Pour l’essentiel de son message, Carlo Collodi inspiré des contes italiens qui réactivent le Pygmalion antique d’Ovide, est suivi par Bernard Shaw et son Pygmalion. Peter Pan de 1904 traite de la tragédie de l’enfant dans une société industrialisée. Poupées et pantins y sont à l’honneur. Et tout cela s’anime. Sans oublier Bernard Shaw et son Pygmalion qui unie Pinocchio à la poupée de marionnette, sans oublier non plus Ibsen et sa Maison de poupée et même Casse-noisette de l’autre grand auteur. Le premier casse les codes sociaux de distinctions, l’autre entre dans l’intimité, le dernier casse les noyaux durs de ce qui nous échappe pour vivre heureux.

 

Sous l’Ancien Régime, les mythes de Pygmalion et de ses avatars étaient essentiellement destinés aux adultes. Au XIXe siècle, ils se trouvent au devant de la scène dans les textes où l’enfance est devenue à la fois le sujet et le destinataire. C’est la mythification de l’enfance à l’œuvre dans le romantisme qui donne une assise pour y fonder une morale comme il faut. Une littérature à dessin pédagogique dont l’utilité n’échappe à personne, ni aux promoteurs ni aux destinataires ; si les promoteurs le font délibérément, les enfants le font en confiance qui parfois frôle la désobéissance, révolte même. Par son comportement, Pinocchio en témoigne.

* [SÉRIE DE CONSIGNES]:
a – Résumez l'extrait en deux phrases.
b – Transcrivez, s'il vous plaît, le passage de l'extrait allant de « Sous l’Ancien Régime, les » jusqu'à « Pinocchio en témoigne. ».
Appuyez-vous uniquement sur l'extrait.

* [Données d'annotation par points]:
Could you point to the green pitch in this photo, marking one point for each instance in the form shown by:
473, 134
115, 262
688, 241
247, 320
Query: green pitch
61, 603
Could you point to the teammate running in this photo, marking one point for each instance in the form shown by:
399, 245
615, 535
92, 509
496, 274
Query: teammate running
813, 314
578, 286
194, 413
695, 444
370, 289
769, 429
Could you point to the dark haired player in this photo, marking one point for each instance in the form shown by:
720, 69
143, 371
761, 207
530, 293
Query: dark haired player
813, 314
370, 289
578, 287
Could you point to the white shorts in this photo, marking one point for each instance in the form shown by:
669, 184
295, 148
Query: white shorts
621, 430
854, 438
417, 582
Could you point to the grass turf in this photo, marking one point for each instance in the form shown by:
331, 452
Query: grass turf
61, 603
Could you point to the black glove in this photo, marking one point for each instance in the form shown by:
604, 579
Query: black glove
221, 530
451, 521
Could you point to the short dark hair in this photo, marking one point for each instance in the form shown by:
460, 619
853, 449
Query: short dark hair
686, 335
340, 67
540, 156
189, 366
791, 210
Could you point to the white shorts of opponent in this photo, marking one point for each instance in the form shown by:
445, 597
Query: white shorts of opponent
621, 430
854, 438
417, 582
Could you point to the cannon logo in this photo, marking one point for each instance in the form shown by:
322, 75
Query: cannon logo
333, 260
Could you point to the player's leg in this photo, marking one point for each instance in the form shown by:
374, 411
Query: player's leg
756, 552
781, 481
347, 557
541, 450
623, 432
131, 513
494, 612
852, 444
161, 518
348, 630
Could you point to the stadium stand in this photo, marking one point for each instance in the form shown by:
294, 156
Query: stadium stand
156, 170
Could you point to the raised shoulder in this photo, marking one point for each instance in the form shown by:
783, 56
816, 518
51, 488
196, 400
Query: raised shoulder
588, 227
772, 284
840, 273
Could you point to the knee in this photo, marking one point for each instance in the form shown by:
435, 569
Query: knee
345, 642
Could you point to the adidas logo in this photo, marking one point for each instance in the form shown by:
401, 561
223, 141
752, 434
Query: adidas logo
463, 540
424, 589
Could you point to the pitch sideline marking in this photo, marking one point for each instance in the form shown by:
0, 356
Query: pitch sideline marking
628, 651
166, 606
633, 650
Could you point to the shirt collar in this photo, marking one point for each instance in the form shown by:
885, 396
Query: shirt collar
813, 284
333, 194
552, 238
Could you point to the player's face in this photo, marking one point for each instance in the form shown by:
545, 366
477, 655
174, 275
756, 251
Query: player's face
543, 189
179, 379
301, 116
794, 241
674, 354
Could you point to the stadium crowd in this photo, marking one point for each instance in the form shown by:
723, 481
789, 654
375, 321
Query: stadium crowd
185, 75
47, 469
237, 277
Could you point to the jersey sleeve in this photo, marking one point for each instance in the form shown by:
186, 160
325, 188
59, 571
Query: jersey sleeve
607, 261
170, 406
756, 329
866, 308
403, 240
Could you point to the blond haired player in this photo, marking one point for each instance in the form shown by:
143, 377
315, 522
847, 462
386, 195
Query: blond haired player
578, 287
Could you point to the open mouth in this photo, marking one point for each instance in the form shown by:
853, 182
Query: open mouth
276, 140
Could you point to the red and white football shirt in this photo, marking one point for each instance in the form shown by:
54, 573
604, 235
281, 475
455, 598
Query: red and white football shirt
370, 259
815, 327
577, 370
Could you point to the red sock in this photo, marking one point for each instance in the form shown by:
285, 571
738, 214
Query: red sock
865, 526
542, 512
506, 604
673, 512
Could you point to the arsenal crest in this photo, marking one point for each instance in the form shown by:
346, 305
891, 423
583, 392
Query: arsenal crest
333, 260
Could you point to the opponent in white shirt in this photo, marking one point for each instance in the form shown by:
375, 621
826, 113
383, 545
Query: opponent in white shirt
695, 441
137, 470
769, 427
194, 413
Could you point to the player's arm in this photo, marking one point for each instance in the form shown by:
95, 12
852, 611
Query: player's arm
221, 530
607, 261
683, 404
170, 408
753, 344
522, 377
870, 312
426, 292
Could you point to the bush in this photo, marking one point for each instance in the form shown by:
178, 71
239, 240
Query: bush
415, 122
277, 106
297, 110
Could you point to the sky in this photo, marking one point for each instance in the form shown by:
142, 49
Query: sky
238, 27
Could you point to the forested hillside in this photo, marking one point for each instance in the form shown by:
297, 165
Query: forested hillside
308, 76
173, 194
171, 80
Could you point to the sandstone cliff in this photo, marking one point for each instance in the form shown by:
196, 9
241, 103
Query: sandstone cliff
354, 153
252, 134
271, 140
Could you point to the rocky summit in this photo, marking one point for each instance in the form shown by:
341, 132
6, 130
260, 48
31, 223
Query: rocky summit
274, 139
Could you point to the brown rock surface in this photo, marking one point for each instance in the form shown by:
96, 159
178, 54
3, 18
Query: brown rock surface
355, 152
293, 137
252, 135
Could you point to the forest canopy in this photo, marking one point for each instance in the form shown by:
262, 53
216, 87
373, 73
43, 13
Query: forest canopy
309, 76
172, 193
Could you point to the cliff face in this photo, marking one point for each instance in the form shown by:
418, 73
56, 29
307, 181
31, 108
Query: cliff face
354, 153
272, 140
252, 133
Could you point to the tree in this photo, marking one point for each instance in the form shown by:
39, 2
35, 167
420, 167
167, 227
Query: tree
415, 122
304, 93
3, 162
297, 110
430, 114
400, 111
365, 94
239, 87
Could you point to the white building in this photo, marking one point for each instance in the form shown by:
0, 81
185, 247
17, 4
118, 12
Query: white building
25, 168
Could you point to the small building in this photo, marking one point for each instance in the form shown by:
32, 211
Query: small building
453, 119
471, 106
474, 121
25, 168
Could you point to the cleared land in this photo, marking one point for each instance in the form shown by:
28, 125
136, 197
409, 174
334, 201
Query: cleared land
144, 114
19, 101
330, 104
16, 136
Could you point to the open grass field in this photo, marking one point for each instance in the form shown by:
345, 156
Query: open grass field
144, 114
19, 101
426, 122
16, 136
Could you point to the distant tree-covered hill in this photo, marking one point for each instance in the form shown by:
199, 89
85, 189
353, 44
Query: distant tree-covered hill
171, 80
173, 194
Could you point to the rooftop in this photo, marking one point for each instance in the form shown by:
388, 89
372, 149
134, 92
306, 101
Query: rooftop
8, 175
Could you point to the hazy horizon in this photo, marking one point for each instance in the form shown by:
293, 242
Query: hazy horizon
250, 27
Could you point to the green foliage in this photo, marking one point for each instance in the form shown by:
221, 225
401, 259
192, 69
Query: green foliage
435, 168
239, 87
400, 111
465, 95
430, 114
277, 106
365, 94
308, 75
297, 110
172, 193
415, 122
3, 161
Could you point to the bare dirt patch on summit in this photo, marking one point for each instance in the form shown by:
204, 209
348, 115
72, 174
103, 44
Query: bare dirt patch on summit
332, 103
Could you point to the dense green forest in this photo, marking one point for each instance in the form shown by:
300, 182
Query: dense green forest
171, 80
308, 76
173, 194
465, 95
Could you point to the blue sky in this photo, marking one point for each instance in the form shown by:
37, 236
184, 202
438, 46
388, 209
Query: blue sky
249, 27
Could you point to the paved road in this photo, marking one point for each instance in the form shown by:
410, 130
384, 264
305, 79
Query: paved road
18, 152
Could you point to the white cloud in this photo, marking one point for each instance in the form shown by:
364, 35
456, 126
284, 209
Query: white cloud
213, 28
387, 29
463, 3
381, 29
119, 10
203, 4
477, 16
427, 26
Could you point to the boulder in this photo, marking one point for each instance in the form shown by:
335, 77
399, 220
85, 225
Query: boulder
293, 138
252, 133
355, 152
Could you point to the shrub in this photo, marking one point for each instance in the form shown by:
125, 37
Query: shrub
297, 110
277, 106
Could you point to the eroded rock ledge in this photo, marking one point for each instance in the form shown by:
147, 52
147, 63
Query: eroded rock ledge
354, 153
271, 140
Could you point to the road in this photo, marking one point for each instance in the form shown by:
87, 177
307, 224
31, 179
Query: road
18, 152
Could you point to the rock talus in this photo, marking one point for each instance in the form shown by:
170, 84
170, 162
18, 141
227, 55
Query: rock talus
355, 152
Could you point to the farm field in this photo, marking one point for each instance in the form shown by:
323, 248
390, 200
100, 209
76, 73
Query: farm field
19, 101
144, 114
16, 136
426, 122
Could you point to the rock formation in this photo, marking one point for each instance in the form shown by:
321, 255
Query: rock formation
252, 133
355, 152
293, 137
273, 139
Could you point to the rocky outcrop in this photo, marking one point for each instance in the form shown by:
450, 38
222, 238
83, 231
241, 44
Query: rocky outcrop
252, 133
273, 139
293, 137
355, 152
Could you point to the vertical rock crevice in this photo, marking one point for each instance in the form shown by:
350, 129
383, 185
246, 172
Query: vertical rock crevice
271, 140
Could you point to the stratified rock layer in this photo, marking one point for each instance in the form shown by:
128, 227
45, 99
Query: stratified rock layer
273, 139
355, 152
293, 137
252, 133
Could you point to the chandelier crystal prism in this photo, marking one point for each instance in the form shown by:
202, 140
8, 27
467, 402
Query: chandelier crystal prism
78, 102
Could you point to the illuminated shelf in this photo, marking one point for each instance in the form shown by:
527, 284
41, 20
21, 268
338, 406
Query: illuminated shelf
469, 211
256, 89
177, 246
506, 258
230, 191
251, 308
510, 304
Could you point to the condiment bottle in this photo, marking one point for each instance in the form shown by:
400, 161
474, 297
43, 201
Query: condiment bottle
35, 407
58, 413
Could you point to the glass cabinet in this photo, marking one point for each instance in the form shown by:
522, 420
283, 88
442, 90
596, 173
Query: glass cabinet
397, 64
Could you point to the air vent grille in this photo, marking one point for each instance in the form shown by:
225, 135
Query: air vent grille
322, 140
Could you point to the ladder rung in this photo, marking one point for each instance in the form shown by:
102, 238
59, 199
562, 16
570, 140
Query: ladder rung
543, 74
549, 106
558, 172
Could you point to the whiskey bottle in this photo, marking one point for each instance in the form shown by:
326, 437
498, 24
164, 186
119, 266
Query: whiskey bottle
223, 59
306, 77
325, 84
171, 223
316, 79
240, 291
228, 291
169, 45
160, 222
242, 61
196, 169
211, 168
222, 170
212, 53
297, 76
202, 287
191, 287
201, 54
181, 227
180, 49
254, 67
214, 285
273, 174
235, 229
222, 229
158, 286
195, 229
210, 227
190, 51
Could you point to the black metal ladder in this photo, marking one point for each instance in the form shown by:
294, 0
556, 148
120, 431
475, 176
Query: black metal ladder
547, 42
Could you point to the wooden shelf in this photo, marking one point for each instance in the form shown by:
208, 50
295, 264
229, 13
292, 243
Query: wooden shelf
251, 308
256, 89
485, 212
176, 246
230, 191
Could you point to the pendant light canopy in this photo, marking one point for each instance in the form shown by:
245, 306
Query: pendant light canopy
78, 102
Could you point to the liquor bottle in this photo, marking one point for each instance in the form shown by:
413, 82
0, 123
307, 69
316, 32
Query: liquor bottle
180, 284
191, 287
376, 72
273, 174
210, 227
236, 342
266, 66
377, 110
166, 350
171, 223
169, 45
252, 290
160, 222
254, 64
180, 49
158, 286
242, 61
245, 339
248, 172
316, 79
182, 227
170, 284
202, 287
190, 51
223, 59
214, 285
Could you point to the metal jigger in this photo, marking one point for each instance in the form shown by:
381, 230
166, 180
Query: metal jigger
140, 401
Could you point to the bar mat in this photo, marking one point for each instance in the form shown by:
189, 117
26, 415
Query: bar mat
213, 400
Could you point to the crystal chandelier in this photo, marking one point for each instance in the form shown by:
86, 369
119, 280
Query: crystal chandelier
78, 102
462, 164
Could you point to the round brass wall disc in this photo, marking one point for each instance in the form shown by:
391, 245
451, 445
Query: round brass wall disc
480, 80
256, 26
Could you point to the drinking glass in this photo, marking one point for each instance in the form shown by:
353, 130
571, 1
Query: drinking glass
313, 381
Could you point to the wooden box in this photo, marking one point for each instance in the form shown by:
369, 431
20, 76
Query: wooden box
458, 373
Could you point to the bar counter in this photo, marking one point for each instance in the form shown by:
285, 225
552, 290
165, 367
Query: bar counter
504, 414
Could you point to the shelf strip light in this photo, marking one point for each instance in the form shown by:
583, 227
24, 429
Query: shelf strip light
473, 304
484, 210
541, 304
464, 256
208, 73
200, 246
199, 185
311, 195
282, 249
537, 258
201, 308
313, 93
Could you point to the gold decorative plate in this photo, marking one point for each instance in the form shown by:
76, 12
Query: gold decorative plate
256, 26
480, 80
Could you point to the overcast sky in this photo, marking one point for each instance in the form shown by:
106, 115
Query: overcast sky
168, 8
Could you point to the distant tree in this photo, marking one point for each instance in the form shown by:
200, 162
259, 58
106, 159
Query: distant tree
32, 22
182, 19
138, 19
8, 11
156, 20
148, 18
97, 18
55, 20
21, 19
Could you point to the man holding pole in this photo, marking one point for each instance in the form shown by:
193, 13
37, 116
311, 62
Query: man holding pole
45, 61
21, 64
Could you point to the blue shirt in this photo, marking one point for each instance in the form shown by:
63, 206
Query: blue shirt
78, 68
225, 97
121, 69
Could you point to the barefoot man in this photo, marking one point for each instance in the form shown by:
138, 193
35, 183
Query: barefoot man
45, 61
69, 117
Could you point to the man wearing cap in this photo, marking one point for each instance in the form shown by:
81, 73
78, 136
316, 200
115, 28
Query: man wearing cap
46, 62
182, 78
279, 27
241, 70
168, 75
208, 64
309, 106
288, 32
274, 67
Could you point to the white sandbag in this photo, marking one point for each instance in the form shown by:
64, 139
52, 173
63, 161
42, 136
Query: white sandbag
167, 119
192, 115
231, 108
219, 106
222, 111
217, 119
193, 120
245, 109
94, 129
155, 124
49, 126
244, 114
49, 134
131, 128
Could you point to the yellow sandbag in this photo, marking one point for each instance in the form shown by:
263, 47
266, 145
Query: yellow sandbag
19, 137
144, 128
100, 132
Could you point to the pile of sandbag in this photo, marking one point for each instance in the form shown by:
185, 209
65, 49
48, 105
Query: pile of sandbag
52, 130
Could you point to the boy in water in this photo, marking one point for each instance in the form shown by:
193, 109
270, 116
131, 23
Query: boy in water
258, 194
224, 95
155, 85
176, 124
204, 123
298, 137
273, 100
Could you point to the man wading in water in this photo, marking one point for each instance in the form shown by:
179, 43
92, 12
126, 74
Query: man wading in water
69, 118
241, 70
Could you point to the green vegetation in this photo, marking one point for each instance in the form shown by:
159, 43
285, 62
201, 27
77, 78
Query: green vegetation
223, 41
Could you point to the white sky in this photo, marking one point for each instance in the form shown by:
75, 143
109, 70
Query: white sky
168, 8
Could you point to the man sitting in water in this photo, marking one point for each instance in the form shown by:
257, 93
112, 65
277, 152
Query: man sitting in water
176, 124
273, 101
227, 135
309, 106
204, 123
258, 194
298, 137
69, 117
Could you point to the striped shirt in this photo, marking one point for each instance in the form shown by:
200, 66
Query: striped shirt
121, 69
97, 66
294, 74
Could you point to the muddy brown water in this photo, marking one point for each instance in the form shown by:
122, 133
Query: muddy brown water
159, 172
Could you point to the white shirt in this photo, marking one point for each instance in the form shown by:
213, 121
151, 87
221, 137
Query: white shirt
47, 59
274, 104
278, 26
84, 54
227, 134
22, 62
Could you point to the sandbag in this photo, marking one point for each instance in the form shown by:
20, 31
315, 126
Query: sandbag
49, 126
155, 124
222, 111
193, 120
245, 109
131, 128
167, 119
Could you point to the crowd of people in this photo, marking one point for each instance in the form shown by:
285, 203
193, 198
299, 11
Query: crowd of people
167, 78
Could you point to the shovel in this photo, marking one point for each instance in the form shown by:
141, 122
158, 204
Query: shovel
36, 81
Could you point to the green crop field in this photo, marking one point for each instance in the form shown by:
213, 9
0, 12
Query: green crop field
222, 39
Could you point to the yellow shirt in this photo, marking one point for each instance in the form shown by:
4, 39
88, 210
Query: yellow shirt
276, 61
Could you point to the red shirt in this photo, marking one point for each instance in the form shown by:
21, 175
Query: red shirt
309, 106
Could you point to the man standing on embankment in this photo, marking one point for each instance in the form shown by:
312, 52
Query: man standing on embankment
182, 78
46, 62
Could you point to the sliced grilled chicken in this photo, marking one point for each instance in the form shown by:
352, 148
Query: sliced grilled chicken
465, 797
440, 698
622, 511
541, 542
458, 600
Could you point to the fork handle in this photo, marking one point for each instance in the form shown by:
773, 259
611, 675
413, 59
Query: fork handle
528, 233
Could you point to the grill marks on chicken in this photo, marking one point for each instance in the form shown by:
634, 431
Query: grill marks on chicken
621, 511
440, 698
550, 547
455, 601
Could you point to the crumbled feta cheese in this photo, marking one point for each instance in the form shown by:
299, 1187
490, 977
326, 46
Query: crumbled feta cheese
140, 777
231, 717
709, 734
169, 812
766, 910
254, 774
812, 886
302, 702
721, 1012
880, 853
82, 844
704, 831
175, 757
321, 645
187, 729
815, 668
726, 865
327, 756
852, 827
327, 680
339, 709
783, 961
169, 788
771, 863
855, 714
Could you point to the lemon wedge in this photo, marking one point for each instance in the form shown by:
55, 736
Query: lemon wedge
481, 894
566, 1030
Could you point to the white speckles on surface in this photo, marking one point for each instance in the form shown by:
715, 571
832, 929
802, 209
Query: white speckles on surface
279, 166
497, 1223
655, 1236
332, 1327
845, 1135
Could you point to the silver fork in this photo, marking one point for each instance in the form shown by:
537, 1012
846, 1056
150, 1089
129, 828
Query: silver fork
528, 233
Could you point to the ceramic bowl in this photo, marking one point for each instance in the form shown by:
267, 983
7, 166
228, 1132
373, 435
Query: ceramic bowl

* [RÉPONSES ATTENDUES]:
a – L'extrait évoque des œuvres où poupées et pantins sont à l'honneur et s'animent, de Carlo Collodi, inspiré des contes italiens qui réactivent le Pygmalion d'Ovide, à Peter Pan, au Pygmalion de Bernard Shaw, à la Maison de poupée d'Ibsen et à Casse-noisette. Destinés surtout aux adultes sous l'Ancien Régime, les mythes de Pygmalion deviennent au XIXe siècle le support d'une littérature pédagogique adressée à l'enfance, que les enfants reçoivent en confiance mais parfois avec désobéissance, voire révolte, comme en témoigne Pinocchio.

b –
Sous l’Ancien Régime, les mythes de Pygmalion et de ses avatars étaient essentiellement destinés aux adultes. Au XIXe siècle, ils se trouvent au devant de la scène dans les textes où l’enfance est devenue à la fois le sujet et le destinataire. C’est la mythification de l’enfance à l’œuvre dans le romantisme qui donne une assise pour y fonder une morale comme il faut. Une littérature à dessin pédagogique dont l’utilité n’échappe à personne, ni aux promoteurs ni aux destinataires ; si les promoteurs le font délibérément, les enfants le font en confiance qui parfois frôle la désobéissance, révolte même. Par son comportement, Pinocchio en témoigne.